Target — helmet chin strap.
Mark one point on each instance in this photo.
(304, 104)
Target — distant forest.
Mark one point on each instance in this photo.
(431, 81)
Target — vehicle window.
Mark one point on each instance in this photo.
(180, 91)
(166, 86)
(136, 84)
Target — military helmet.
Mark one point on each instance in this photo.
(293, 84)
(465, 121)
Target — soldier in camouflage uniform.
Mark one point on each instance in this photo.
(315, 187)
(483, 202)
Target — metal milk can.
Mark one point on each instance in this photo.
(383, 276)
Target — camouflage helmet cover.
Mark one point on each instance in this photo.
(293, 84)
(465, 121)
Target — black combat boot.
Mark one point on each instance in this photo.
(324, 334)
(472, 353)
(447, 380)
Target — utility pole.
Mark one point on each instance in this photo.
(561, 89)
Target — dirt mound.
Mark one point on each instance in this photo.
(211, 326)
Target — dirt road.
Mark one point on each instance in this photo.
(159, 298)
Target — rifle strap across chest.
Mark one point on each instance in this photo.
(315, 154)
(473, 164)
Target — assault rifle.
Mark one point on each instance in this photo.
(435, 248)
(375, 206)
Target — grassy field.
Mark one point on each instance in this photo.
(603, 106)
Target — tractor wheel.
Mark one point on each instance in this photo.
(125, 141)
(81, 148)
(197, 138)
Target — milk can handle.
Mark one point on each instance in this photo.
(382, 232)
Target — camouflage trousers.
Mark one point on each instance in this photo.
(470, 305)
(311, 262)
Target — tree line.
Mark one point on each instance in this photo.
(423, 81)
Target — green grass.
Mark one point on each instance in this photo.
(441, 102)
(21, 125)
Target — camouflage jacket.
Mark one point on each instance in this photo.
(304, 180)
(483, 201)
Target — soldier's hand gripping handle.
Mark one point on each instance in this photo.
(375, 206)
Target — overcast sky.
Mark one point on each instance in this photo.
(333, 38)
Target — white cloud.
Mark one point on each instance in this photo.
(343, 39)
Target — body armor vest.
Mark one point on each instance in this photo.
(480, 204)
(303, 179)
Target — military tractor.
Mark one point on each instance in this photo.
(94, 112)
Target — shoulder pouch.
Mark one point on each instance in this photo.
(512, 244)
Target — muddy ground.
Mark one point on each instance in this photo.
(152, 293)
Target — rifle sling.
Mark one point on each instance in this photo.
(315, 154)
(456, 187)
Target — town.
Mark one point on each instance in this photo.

◆ TRY IT ◆
The answer must be every line of the data that contains the word "military".

◆ OUTPUT OF THE TASK ◆
Target — military helmet.
Target — military tractor.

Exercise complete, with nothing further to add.